Texte proposé:

_ _ _ _ _ _ _

Après ce genre d’expérience en tout cas, qui demeure la mienne, qu’on appelle tout cela psychose ou schizophrénie me paraît depuis cette période-là (de mon internement) sans grand intérêt. Ce qui m’intéresse, par contre, c’est que d’autres, au moment où j’écris, continuent, sans aucun recours, à subir ce genre de traitement. De quoi sont-ils victimes en fin de compte? De quoi le fus-je moi-même, sinon du capitalisme? (…)

_ _ _ _ _ _ _

Extraits de données:

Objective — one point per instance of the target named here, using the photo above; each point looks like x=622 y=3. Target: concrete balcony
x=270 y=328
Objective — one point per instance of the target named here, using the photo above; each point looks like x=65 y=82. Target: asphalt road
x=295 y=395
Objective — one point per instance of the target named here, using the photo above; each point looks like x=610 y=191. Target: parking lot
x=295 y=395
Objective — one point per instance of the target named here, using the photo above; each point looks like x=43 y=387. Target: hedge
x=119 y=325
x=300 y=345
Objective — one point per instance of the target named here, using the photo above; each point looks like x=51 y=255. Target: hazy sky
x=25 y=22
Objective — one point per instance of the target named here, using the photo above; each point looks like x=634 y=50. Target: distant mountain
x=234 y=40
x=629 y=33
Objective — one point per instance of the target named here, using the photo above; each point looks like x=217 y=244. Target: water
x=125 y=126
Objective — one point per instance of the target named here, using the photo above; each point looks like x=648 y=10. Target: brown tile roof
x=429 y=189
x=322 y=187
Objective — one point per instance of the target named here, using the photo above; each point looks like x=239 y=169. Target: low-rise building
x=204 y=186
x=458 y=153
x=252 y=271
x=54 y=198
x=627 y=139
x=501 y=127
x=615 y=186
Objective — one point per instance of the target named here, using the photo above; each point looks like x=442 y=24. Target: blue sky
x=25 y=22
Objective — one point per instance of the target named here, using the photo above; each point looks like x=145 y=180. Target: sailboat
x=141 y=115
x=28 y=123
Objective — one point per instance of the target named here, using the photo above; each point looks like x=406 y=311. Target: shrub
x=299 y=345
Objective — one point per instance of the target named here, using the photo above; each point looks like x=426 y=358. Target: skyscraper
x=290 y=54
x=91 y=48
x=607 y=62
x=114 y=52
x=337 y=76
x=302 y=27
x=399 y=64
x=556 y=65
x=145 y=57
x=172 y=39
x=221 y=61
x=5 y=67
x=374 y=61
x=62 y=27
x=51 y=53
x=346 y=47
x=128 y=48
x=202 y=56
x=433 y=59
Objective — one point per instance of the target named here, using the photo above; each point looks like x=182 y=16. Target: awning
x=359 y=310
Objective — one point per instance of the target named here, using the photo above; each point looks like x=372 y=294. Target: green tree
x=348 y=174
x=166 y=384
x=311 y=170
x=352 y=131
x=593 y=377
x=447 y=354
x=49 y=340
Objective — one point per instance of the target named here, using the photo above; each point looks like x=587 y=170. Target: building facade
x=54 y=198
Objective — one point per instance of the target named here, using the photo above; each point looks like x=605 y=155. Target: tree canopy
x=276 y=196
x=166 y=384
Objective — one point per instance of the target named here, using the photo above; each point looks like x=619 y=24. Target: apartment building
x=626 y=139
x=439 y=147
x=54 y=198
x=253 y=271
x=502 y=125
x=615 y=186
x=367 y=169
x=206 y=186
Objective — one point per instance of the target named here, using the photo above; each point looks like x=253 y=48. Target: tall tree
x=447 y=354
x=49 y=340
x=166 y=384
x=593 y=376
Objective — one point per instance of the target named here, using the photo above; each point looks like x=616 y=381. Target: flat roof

_ _ _ _ _ _ _

Pouvez-vous recopier mot pour mot le passage du texte proposé compris entre « Après ce genre » et « du capitalisme? (…) », ces deux bornes incluses ? Les enregistrements n'ont aucun rapport avec le texte proposé.

Exercice réalisé:
Après ce genre d’expérience en tout cas, qui demeure la mienne, qu’on appelle tout cela psychose ou schizophrénie me paraît depuis cette période-là (de mon internement) sans grand intérêt. Ce qui m’intéresse, par contre, c’est que d’autres, au moment où j’écris, continuent, sans aucun recours, à subir ce genre de traitement. De quoi sont-ils victimes en fin de compte? De quoi le fus-je moi-même, sinon du capitalisme? (…)